→ Task objective
Beginning with the first line of the entries below, quote each line until you reach and include the line with "Target: fireworks display".

Dataset excerpts:
__________

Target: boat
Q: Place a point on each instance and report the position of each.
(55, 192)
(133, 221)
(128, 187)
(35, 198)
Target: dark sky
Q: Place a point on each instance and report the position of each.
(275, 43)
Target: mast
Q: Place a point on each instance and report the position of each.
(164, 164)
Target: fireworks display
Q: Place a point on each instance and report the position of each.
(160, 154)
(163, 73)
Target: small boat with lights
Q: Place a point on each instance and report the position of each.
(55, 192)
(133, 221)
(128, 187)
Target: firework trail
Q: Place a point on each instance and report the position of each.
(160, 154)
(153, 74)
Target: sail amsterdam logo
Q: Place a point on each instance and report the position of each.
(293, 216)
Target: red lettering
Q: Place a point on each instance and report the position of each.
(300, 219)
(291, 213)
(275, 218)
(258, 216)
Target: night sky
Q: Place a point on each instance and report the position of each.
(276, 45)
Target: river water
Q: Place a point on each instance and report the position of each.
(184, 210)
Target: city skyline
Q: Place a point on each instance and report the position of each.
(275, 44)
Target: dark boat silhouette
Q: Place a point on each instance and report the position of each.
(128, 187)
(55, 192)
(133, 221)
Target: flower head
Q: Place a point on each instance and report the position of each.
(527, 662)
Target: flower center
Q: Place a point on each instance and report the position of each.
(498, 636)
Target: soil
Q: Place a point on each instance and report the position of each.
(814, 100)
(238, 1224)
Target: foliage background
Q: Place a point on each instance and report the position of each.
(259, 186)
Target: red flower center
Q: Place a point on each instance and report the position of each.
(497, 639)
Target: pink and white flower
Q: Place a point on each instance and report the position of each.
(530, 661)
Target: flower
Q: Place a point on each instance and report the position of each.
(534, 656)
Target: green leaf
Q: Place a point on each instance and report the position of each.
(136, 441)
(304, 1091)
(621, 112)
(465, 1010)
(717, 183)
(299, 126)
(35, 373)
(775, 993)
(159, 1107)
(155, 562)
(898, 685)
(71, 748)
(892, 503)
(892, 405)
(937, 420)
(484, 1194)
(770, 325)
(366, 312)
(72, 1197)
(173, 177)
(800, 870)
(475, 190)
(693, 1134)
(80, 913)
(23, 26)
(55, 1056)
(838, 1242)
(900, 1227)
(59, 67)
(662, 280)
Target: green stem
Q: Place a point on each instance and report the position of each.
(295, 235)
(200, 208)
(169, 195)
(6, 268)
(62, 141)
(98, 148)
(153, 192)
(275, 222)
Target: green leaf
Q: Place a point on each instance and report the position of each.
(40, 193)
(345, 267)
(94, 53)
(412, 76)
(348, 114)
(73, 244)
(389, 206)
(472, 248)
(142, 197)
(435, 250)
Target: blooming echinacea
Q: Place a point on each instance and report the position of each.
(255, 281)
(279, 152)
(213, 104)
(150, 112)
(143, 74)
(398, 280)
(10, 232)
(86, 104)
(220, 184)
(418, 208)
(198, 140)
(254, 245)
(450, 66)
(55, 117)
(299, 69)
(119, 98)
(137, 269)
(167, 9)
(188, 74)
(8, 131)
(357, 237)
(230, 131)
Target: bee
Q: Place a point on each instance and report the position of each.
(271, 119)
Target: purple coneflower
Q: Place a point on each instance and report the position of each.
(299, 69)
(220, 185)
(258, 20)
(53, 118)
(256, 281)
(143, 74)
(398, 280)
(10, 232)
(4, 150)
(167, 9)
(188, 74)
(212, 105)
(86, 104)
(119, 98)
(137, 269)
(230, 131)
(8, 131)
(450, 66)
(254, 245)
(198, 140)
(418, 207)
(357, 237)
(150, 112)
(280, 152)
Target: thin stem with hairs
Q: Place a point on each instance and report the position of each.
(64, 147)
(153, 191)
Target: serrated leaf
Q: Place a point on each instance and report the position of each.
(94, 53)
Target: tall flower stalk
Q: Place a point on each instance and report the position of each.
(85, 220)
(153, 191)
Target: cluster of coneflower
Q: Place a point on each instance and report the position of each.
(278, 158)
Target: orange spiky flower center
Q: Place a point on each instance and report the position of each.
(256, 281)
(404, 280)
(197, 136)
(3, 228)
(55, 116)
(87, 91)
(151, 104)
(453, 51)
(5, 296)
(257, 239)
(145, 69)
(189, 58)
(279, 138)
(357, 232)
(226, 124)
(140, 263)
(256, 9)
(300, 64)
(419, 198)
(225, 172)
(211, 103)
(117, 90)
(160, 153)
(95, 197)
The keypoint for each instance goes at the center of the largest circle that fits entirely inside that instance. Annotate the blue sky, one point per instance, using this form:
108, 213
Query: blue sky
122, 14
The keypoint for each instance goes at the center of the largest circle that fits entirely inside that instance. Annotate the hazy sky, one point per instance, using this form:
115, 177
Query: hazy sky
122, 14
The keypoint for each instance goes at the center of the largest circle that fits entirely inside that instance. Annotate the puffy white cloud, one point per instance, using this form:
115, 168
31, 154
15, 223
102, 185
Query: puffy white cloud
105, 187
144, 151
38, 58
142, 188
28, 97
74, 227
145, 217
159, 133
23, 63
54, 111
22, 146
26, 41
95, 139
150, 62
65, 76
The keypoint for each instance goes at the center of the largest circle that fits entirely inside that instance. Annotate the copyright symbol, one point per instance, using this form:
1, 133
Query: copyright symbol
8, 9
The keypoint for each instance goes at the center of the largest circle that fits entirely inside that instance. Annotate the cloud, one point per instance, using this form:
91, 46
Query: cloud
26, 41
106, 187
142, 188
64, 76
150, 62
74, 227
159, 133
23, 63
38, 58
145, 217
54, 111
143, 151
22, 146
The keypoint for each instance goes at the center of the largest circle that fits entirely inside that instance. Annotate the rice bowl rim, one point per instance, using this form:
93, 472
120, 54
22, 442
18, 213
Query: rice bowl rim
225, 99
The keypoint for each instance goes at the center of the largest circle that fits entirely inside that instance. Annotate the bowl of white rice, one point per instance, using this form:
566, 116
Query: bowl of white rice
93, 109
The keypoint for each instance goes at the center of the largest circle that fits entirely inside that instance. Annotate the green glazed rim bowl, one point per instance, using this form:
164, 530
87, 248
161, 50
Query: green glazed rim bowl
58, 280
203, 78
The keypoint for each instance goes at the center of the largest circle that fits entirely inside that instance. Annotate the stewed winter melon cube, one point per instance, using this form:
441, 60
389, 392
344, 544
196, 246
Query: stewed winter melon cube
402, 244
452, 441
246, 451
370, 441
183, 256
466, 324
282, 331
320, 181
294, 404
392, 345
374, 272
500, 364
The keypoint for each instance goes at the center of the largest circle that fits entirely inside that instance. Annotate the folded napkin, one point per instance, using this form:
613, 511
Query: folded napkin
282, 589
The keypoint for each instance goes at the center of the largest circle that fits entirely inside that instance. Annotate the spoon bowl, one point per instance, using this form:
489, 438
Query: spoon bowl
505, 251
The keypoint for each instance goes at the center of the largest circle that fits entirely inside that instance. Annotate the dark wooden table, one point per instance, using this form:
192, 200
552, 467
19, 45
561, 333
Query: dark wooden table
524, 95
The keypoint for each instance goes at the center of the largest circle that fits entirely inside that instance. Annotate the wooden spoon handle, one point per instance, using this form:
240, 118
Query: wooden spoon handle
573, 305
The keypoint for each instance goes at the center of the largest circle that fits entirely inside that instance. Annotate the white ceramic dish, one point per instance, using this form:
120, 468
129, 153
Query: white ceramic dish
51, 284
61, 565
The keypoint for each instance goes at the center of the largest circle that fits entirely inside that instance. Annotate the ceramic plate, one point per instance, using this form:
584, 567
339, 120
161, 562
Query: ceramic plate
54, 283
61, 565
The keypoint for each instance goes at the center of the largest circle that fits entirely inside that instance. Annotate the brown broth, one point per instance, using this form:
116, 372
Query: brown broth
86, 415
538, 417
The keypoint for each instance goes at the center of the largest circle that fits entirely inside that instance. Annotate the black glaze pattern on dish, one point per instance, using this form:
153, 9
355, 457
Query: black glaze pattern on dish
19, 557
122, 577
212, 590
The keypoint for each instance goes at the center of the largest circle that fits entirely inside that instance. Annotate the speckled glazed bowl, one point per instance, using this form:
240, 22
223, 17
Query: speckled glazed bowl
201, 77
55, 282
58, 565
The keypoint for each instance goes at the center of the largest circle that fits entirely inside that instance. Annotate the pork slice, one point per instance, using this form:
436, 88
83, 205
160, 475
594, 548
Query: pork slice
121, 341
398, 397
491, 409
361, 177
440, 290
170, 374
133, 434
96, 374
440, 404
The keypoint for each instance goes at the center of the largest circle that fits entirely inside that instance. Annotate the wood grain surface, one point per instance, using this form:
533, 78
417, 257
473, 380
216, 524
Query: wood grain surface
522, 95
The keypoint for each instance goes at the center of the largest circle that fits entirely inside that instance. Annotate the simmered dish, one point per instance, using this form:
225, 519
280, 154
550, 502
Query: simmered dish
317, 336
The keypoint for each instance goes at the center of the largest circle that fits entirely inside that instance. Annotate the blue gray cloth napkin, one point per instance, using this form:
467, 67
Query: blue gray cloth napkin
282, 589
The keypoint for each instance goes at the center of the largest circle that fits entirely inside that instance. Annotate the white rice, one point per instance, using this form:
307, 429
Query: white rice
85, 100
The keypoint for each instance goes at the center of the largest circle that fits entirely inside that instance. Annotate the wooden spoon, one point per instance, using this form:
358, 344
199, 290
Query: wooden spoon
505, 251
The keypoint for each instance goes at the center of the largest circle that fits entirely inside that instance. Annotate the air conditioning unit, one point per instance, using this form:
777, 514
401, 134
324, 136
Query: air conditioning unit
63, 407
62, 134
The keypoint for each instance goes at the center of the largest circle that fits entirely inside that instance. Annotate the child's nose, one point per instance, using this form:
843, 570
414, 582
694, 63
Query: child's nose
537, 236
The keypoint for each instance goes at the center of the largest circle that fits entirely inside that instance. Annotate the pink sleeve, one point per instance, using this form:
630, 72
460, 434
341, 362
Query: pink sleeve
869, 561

__________

→ Written answer
Target: boat
Q: Place a point on each instance and report the position of each.
(55, 192)
(133, 221)
(128, 187)
(35, 198)
Target: dark sky
Q: Place a point on each instance and report the position of each.
(275, 43)
Target: mast
Q: Place a point on each instance and report the position of each.
(164, 164)
Target: fireworks display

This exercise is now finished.